### Your instructions
Although the entries contain pictures, the copy should hold only their exact text.

### Excerpted records
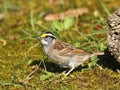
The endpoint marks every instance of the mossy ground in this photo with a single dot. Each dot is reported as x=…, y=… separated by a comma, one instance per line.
x=18, y=52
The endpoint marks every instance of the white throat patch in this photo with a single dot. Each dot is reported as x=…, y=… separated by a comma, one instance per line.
x=44, y=42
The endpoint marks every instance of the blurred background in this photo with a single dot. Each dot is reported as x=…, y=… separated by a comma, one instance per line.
x=81, y=23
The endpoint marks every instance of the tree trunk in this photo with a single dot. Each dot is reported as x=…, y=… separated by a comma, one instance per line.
x=113, y=34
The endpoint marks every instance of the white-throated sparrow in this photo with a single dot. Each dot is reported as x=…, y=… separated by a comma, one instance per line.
x=63, y=54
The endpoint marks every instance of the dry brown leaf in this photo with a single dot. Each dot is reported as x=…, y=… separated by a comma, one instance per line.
x=96, y=13
x=1, y=16
x=3, y=41
x=62, y=15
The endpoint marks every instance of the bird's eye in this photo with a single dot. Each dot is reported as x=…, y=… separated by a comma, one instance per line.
x=46, y=36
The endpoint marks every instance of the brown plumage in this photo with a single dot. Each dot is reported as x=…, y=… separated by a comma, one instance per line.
x=63, y=54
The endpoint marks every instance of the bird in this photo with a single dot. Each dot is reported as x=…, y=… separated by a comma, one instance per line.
x=62, y=53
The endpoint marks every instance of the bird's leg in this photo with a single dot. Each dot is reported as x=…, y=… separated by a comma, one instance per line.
x=69, y=71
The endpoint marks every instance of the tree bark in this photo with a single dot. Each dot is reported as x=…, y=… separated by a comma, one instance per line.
x=113, y=34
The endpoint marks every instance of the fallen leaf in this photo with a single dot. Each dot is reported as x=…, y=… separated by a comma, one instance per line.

### Solution to the problem
The endpoint marks every instance of the mossy ground in this photo with a single dot. Each dot is reported as x=…, y=… separated by a comma, one instance per line.
x=18, y=52
The endpoint marks every instance of the white throat patch in this photo with a single dot. Each dot is reported as x=…, y=… separated by a comma, one instance per line.
x=44, y=42
The endpoint marks every instance of the blurred background in this photo with a single dot. Each dot is reported as x=…, y=… separated by a comma, one instance per line.
x=81, y=23
The endpoint marks every instance of the tree trunk in this photo with a single dot. Each dot is reported as x=…, y=… separated by a comma, one instance per line.
x=113, y=34
The endpoint marks every instance of the white-throated sparrow in this photo with a single dot. Each dot is reported as x=…, y=… separated by a comma, one instance per line.
x=63, y=54
The endpoint marks every instance of the dry brown leaf in this photo with a single dot. Each dot is reported as x=…, y=… separated by a comma, one instance per line.
x=96, y=13
x=1, y=16
x=3, y=41
x=62, y=15
The endpoint marks every instance of the bird's eye in this photo with a single dot. Each dot is reported as x=…, y=… separated by a comma, one instance per line.
x=46, y=36
The endpoint marks every instance of the brown plumage in this photo with a single dot. Each dot is reported as x=…, y=… separated by a comma, one instance per line.
x=63, y=54
The endpoint marks every instance of the bird in this photo with a single dot. Each dot is reported as x=…, y=… separated by a comma, one instance per line.
x=62, y=53
The endpoint marks every instance of the bird's leg in this photo with a single dot. Each dot is reported as x=…, y=… separated by a comma, one instance per line.
x=69, y=71
The endpoint marks every instance of the tree bark in this photo with a single dot. Each dot is reported as x=…, y=… separated by a comma, one instance per line.
x=113, y=34
The endpoint marks every instance of the fallen leaf in this photo with a single dot. Each dot is reported as x=…, y=… separated by a comma, one instance per line.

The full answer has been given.